Provided records
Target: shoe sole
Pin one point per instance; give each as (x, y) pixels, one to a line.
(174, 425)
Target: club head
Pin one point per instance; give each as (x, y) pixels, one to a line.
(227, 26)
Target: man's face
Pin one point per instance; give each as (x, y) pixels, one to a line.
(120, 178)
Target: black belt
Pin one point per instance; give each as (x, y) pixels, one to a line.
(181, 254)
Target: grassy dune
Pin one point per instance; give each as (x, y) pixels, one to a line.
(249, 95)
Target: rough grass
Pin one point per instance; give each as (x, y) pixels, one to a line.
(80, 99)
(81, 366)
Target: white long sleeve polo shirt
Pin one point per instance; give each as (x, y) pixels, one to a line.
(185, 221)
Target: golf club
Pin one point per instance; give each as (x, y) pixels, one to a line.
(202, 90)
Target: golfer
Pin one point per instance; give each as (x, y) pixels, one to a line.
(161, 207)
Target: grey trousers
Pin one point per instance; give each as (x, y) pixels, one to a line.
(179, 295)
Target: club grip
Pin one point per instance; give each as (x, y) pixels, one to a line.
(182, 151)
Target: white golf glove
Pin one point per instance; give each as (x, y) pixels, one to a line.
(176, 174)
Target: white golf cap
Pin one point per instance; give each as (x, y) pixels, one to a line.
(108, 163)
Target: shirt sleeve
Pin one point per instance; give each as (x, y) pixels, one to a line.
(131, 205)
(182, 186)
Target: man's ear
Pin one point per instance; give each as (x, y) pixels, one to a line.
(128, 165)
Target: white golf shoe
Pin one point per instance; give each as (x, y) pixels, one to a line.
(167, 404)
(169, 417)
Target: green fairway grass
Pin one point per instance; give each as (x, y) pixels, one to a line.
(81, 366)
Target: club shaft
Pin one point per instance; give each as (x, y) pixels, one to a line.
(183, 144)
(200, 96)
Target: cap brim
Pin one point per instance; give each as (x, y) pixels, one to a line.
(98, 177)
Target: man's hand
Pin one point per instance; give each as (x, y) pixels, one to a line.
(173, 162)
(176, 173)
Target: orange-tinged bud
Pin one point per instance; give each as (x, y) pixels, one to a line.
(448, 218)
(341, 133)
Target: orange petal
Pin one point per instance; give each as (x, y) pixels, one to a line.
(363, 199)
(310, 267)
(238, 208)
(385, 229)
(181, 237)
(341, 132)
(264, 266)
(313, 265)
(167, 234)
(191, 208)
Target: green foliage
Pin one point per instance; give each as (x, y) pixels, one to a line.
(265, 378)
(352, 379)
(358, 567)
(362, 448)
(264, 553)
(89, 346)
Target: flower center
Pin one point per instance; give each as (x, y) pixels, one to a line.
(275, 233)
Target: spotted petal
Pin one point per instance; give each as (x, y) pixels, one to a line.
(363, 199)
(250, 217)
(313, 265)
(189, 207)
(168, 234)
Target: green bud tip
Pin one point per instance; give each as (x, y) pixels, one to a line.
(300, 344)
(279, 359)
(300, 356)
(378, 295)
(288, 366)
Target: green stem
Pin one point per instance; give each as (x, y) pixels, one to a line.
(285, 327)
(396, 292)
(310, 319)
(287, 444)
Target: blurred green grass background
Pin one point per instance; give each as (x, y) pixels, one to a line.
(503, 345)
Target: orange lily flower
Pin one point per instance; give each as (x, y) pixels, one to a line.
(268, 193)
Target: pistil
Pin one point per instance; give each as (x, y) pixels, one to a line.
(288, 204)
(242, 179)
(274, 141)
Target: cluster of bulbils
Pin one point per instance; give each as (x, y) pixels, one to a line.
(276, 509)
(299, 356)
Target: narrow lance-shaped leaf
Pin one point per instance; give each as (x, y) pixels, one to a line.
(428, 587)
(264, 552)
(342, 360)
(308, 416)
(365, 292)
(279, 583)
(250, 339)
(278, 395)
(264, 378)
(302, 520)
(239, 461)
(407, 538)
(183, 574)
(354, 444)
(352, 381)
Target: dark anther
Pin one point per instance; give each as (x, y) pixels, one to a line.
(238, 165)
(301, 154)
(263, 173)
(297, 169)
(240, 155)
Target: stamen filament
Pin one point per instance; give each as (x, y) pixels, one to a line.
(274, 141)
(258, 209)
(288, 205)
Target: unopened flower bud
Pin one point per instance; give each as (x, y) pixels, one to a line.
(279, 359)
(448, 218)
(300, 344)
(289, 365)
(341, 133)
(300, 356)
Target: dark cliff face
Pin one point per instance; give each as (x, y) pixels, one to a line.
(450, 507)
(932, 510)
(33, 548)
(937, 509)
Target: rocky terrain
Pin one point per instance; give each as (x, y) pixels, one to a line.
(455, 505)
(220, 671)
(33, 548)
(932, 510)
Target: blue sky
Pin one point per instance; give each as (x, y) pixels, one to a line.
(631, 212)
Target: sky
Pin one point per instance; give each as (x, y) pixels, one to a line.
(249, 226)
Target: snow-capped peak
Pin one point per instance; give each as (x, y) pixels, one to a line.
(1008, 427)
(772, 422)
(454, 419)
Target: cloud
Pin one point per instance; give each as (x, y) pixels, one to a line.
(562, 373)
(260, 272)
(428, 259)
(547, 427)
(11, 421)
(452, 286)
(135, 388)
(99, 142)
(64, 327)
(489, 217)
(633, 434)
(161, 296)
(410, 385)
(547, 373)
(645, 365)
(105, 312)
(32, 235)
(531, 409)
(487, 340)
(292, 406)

Prompt
Copy here each line of the preceding records with "dark" in it.

Response for this exercise
Target: dark anther
Target: dark cliff face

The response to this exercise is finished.